Problem to work on —
Write the data out again so that it matches word for word.

--------

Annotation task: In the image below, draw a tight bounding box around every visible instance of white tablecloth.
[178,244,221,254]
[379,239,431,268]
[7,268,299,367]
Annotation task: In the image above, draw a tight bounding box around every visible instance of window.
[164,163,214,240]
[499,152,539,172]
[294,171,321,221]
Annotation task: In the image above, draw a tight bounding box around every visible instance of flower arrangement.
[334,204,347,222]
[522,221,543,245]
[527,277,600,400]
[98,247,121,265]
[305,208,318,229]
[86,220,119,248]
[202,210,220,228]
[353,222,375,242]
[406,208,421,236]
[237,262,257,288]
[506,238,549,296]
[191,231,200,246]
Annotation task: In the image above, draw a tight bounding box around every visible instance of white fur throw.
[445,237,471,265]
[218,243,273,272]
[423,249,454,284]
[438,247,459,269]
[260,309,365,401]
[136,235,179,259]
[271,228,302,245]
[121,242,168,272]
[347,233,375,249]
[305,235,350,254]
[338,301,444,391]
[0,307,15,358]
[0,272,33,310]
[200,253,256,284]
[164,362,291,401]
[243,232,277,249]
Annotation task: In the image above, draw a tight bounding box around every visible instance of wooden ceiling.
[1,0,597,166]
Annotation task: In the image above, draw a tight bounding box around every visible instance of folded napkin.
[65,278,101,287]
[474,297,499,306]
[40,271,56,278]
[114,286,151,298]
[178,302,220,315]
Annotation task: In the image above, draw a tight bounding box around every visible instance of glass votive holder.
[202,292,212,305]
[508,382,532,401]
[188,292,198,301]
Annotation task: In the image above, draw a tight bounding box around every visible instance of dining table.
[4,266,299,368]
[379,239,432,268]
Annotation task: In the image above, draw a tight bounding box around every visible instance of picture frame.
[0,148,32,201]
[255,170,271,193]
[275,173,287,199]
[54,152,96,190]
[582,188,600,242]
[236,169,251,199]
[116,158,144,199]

--------

Reply to the task —
Annotation task: In the image below, draw a tight bounding box around every visible instance of white tablecloth.
[178,244,221,254]
[379,239,431,268]
[7,268,299,367]
Annotation task: In the image above, draw a tight bounding box around every visible instance of window.
[164,163,214,240]
[499,152,539,172]
[294,171,321,221]
Annotation task: In the image above, draw a tight bounding box around every visible instance of flower arrangement.
[334,204,347,222]
[522,221,543,245]
[527,277,600,400]
[98,247,121,265]
[305,208,318,229]
[86,220,119,248]
[202,210,220,228]
[353,222,375,242]
[406,208,421,236]
[237,262,257,288]
[506,238,549,296]
[191,231,200,246]
Annotation task: In the image above, draw a tight bounding box around every visible instance of white fur throw.
[445,237,471,265]
[218,243,273,272]
[423,249,454,284]
[438,247,459,269]
[260,309,365,401]
[136,235,179,259]
[271,228,302,245]
[121,242,168,272]
[347,233,375,249]
[305,235,350,254]
[338,301,444,391]
[0,307,15,358]
[0,272,33,310]
[200,253,256,284]
[164,362,291,401]
[243,232,277,249]
Annotation task: In the image above, draw a tight bounding box around every visible instance of wooden ceiling.
[1,0,597,166]
Annotation task: In the image above, draw a tight bounding box around every visible instance of folded napkin.
[65,278,101,287]
[474,297,499,306]
[40,271,56,278]
[114,286,151,298]
[178,302,220,315]
Annotation task: In the image above, draw a tight bounding box around every visible instance of glass votive holder.
[202,292,212,305]
[508,382,532,401]
[188,292,198,301]
Annotation task: In the image above, draw a tight bounding box around every visible instance of dining table.
[4,266,299,368]
[379,239,432,268]
Annotation task: In the image above, draw a tight bounding box around every visible instance of picture frame.
[0,148,32,201]
[255,170,271,193]
[275,173,287,199]
[54,152,96,190]
[582,188,600,242]
[236,169,251,199]
[116,158,144,199]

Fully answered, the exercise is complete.